» SELECTED EXTRACT
***

Live The Myth
It went differently than most observers expected: The conflict in Ukraine has turned into a war. The threatening gestures of the Russian bear were more than just saber-rattling.
In the early morning of Thursday last week, the Russian offensive began. The whole western world was in shock but impressed by the irrepressible will of the Ukrainian people to face the enemy and fight it. Overnight, president Selenskyj became a hero of the western world. After a brief phase of shock, the West begins to deliver war machinery to Ukraine.
At that moment, it is already clear that the West will impose sanctions upon Russia. Which one is still unknown, but Europe and the United States agree that it needs to be harsh, severe sanctions. Ursula von der Leyen says that there will be tough sanctions that will cripple the Russian economy.
First details reach the public: A block of Russian access to critical technologies and markets, a freeze of Russian assets, and no access to SWIFT for important Russian banks. Biden supports that idea.
Later that day, commentators criticized that the sanctions were not hard enough. As a result, the US and the EU reconsider imposing even harsher sanctions. Some unprecedented (at least on this scale) actions are discussed, as economic historian Adam Tooze reports in his Substack Chartbook #87. Sanctions against Russia, the Central Bank of Russia, and the West plan to freeze Russian FX reserves at the ECB and FED.

***

» MATERIAL PROVIDED
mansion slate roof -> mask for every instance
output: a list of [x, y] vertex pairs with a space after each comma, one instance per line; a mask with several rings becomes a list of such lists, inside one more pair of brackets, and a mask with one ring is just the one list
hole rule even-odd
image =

***

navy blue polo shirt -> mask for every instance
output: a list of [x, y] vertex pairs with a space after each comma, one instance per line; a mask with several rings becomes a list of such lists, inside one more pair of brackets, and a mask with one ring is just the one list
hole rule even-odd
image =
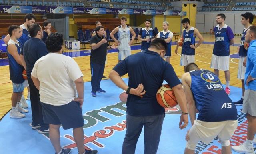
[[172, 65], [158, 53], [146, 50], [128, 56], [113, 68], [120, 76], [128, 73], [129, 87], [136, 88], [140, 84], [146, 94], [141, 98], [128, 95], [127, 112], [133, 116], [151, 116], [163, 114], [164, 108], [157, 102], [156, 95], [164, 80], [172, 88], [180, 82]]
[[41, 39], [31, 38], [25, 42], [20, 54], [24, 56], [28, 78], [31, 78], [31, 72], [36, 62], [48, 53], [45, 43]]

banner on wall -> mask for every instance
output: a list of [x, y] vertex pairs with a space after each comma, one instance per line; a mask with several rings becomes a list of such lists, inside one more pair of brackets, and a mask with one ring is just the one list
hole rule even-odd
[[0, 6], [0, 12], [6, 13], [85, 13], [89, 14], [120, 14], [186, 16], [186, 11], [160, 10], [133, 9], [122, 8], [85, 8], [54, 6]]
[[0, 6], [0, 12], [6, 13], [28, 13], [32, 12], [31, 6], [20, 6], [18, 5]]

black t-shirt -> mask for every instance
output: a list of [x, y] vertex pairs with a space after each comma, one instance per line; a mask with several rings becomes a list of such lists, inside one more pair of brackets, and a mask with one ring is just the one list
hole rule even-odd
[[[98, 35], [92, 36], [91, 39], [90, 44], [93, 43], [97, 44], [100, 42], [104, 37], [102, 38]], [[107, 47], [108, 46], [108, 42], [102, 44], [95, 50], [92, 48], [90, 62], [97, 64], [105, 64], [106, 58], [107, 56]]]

***

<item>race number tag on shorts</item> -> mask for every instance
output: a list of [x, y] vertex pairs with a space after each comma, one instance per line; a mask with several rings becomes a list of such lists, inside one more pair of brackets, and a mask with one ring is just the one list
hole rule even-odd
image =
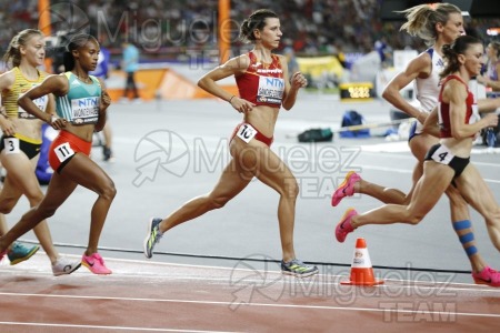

***

» TASK INSTRUCTIONS
Please continue the piece on Western sanctions against Russia, picking up after its final sentence above.

» ANSWER TO THIS TASK
On Sunday, Ursula von der Leyen releases a press statement:
Under this package, important Russian banks will be excluded from the SWIFT system.
We will also ban the transactions of Russia's central bank and freeze all its assets, to prevent it from financing Putin's war.
The intentions of these actions are straightforward: To make Russia’s war as expensive as possible.
The extent of these decisions becomes apparent on Monday. The MSCI Russia lost 50 % of its value, and the Russian ruble lost 20 % against the dollar and the euro. The western sanctions have caused a Russian currency crisis.
Europe and the US have released their financial superweapon. However, this is also risky: Now China knows first-hand what would happen if it aims to expand its influence in the South China Sea, and they will look for alternatives if they have not already.
Another result is an explosion of wheat prices: Russia and Ukraine are Europe’s granaries and are responsible for more than 25 % of all global wheat exports.
The vast portion of these exports go to Africa, and thus the current war will probably lead to a lot more refugees who look for asylum in Europe than just the Ukrainians.
Although Russian energy exports are excluded from the sanctions, the situation in the energy markets is agitated. This Monday, European Natural Gas Futures reached a new all-time high at € 197.91/MWH. On the one hand, there is uncertainty whether Russia will continue to export oil and natural gas and, on the other hand, whether the Europeans will extend their sanctions to energy.
Nevertheless, it does not look as if president Putin is thinking about giving in. The big question will be how long the sanctions need to stay until he gives in. These sanctions are not only costly for Russia, but they are also for those who implemented them.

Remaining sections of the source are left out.